> **What you need to do**:
a) Say whether each statement below agrees with the passage on rejection reasons, answering yes or no and quoting the deciding words of the passage exactly. (i) The credit bureau generally gives the main factors for the FICO score as a numerical code. (ii) The data structure maps home ownership to a specific rejection reason. (iii) A general rejection reason is the preferred kind of reason to give the applicant.
b) Using the passage on rejection reasons, answer each short question below.
(i) At what number does the process start?
(ii) In step 804, what is the credit bureau code mapped to?
(iii) If all of the FICO reasons map only to the general reason, to which step is control transferred?
c) Copy a section of the passage on rejection reasons word for word, beginning at the words "FIG. 8A is a" and stopping after "in FIG. 8B.".

> **Extract provided**:
FIG. 8A is a flow chart illustrating a process for determining an appropriate reason to display for rejecting an applicant and displaying that reason. The process starts at 800. In a step 802, the main factors given by the credit bureau that affect the FICO score are obtained. Generally, the main factors identified by the credit bureau for the FICO score are provided in the form of a numerical code that corresponds to a predetermined factor. In a step 804, the credit bureau code is mapped to an internal code that is determined from a data structure that maps bureau codes to internal factors. In one embodiment, the data structure is a table such as that illustrated in FIG. 8B.
 Certain credit bureau codes that indicate positive factors that would be inappropriate bases for rejection such as home ownership are mapped by the data structure to a general rejection reason such as “Applicant rejected based on FICO score” or “Applicant rejected based on credit bureau data.” Although such general reasons may be provided to the applicant as a last resort, it is preferred that a more specific reason be given. To that end, a step 806 checks whether any of the FICO reasons have been mapped to any specific rejection reasons. If all of the FICO reasons map only to the general reason, then control is transferred to a step 808.

> **Records**:

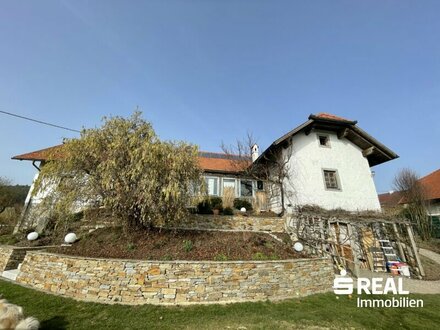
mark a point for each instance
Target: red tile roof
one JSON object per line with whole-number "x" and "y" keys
{"x": 208, "y": 161}
{"x": 43, "y": 154}
{"x": 431, "y": 183}
{"x": 325, "y": 115}
{"x": 222, "y": 164}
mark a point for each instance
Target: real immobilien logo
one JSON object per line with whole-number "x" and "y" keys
{"x": 376, "y": 286}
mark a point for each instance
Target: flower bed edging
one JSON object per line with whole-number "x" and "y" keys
{"x": 174, "y": 282}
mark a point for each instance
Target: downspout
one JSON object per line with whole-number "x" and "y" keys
{"x": 27, "y": 201}
{"x": 33, "y": 164}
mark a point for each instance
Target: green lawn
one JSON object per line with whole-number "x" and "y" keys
{"x": 316, "y": 311}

> **Responses for each task**:
a)
(i) Yes: "provided in the form of a numerical code that corresponds to a predetermined factor"
(ii) No: "mapped by the data structure to a general rejection reason"
(iii) No: "it is preferred that a more specific reason be given"

b)
(i) 800
(ii) An internal code
(iii) Step 808

c)
FIG. 8A is a flow chart illustrating a process for determining an appropriate reason to display for rejecting an applicant and displaying that reason. The process starts at 800. In a step 802, the main factors given by the credit bureau that affect the FICO score are obtained. Generally, the main factors identified by the credit bureau for the FICO score are provided in the form of a numerical code that corresponds to a predetermined factor. In a step 804, the credit bureau code is mapped to an internal code that is determined from a data structure that maps bureau codes to internal factors. In one embodiment, the data structure is a table such as that illustrated in FIG. 8B.